[JOB] Turn every line of the items below into a numbered list, leaving out any blank lines. Omit the pictures from your answer.
===============
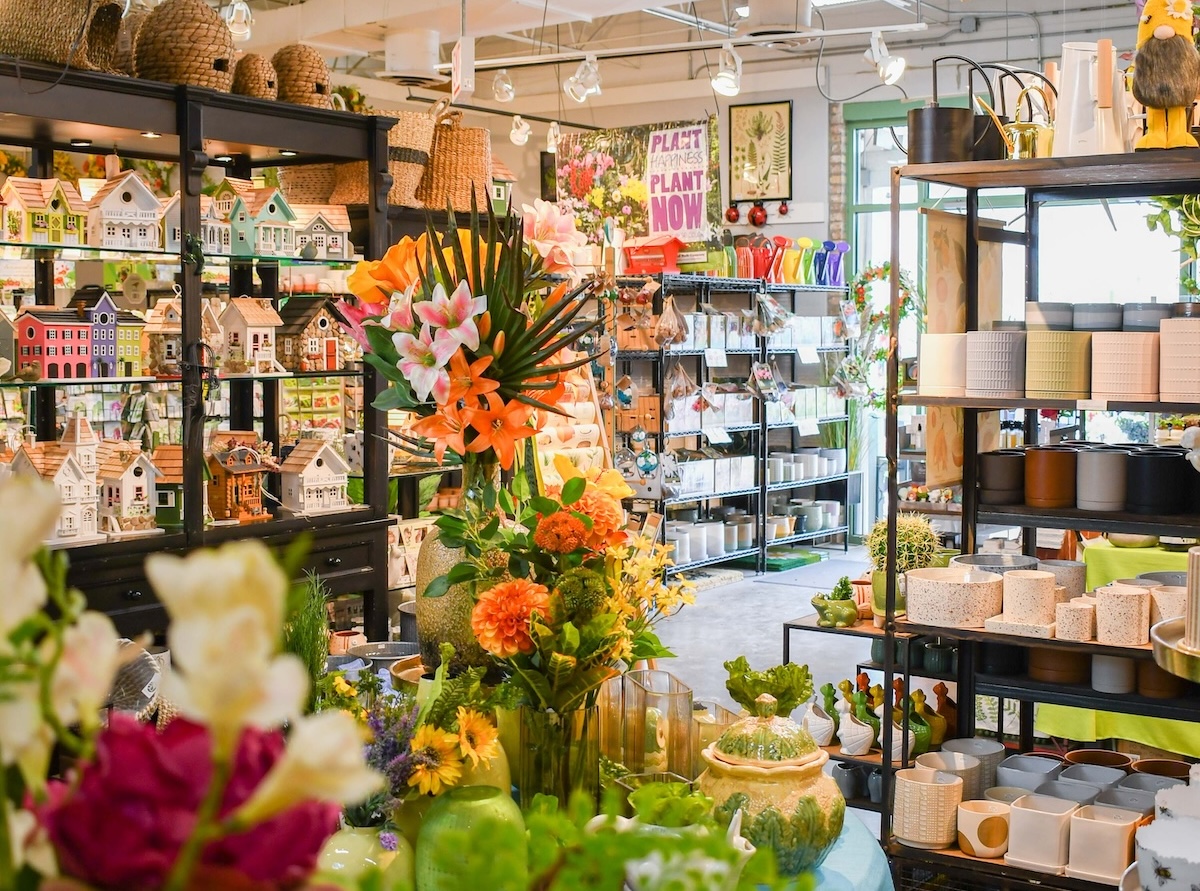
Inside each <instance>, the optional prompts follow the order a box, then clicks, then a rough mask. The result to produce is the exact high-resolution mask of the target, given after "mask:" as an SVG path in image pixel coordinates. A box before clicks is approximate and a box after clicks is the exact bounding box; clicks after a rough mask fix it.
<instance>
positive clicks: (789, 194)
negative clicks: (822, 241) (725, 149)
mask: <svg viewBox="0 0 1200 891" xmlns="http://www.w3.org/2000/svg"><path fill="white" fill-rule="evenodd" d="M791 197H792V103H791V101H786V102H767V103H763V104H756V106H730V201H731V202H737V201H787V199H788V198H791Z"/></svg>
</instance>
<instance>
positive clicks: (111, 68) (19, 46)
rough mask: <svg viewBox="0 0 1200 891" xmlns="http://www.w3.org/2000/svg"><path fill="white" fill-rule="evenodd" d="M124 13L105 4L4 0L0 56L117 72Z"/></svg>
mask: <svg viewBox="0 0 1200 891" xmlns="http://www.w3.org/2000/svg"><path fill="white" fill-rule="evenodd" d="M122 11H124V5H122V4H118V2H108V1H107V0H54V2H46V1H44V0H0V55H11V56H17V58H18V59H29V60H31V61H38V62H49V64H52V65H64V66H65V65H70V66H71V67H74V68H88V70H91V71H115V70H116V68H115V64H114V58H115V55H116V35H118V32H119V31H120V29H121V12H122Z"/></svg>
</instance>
===============
[RESULT]
1. Inside each <instance>, the optional prompts follow the order a box, then clicks, then a rough mask. The result to produce is the exact high-resolution mask of the target, given after "mask:" as an SVG path in image pixel coordinates. A box before clicks is approximate and a box after clicks is the exact bounding box; clicks after a rough mask fix it.
2. <instance>
3. positive clicks: (789, 194)
4. negative clicks: (822, 241) (725, 149)
5. mask: <svg viewBox="0 0 1200 891" xmlns="http://www.w3.org/2000/svg"><path fill="white" fill-rule="evenodd" d="M791 197H792V103H791V101H786V102H767V103H763V104H756V106H730V201H731V202H737V201H787V199H788V198H791Z"/></svg>
6. </instance>
7. <instance>
8. positive clicks: (111, 68) (19, 46)
9. rough mask: <svg viewBox="0 0 1200 891" xmlns="http://www.w3.org/2000/svg"><path fill="white" fill-rule="evenodd" d="M124 13L105 4L4 0L0 56L117 72Z"/></svg>
10. mask: <svg viewBox="0 0 1200 891" xmlns="http://www.w3.org/2000/svg"><path fill="white" fill-rule="evenodd" d="M122 11H124V5H122V4H118V2H108V1H107V0H54V2H46V1H44V0H0V55H11V56H17V58H18V59H29V60H31V61H38V62H49V64H52V65H64V66H65V65H70V66H71V67H74V68H88V70H91V71H115V70H116V68H115V64H114V58H115V55H116V35H118V32H119V31H120V29H121V12H122Z"/></svg>
11. </instance>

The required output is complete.